> _Exercise description_
Reproduce every line of the listing that follows, word for word and with nothing altered or left out.

══ Supplied records ══

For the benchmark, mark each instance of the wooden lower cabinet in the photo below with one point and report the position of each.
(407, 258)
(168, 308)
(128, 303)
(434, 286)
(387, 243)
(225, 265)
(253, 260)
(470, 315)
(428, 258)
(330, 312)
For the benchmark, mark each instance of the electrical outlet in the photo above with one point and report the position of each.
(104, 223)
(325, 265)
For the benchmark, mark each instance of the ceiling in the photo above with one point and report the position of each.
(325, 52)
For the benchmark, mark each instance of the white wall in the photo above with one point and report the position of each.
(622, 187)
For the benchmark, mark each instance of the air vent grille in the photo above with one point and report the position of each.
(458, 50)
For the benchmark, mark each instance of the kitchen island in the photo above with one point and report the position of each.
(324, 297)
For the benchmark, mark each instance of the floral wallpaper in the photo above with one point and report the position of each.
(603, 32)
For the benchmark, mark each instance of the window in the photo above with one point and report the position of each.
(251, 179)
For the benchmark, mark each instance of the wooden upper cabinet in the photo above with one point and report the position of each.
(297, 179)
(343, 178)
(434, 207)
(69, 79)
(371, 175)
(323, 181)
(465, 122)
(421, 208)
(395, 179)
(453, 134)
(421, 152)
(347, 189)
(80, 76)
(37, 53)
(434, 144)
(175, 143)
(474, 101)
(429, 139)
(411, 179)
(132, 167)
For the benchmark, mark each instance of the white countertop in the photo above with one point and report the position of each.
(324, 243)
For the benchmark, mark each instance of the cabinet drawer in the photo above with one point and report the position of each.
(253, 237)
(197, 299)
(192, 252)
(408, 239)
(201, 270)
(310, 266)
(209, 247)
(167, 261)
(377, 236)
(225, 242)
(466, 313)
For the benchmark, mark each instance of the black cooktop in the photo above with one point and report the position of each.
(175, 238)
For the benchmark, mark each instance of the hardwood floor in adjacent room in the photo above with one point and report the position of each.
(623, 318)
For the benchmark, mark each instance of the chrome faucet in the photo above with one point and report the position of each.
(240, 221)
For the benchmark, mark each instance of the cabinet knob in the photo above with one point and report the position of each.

═══

> _Solution to this problem_
For the benchmark, mark each instance of the wooden lower cabinet in the photo below with one point and report the position of each.
(407, 258)
(168, 308)
(128, 303)
(434, 286)
(387, 243)
(225, 265)
(253, 260)
(470, 315)
(428, 258)
(330, 312)
For the benchmark, mark each instance of the electrical outlet in the photo above with one point and report the position of each.
(104, 223)
(325, 265)
For the benchmark, mark each instance of the ceiling in the photo above with one point and report the position of each.
(325, 52)
For the benchmark, mark each instance of the white wall in the photo above with one point and report the position of each.
(622, 187)
For the benchmark, mark each instance of the air vent grille in the photo above with one point and report the position of each.
(458, 50)
For the benchmark, mark each instance of the kitchen island in the photo above with one point and report the position of each.
(324, 297)
For the benchmark, mark each instance of the floral wallpaper in the photo above with one point and report the position of each.
(603, 32)
For the benchmark, mark each instance of the window in the photo above with one point and report the position of each.
(251, 179)
For the benchmark, mark each instance of the wooden upper cabinet in the photo above with one point and report the position of each.
(297, 179)
(343, 178)
(434, 207)
(69, 79)
(371, 175)
(323, 181)
(465, 122)
(421, 208)
(395, 179)
(453, 134)
(421, 152)
(347, 189)
(80, 76)
(37, 53)
(434, 144)
(175, 143)
(474, 101)
(429, 139)
(411, 179)
(132, 167)
For the benchmark, mark each instance of the white countertop in the photo above with one point and report the position of each.
(324, 243)
For the benchmark, mark each instance of the cabinet drawer in the photo above with one point and report the position of each.
(253, 237)
(197, 299)
(192, 252)
(408, 239)
(201, 270)
(310, 266)
(209, 247)
(167, 261)
(377, 236)
(225, 242)
(466, 313)
For the benchmark, mark each instance of the black cooktop in the photo above with one point and report the position of each.
(175, 238)
For the benchmark, mark each instance of the hardwood floor in adjacent room in the photo above with one point and report the position of each.
(623, 318)
For the benchmark, mark each instance of the chrome faucet in the photo above with one point and report the position of each.
(240, 221)
For the benchmark, mark each instance of the cabinet knob in the photo above with one point and report the position of each.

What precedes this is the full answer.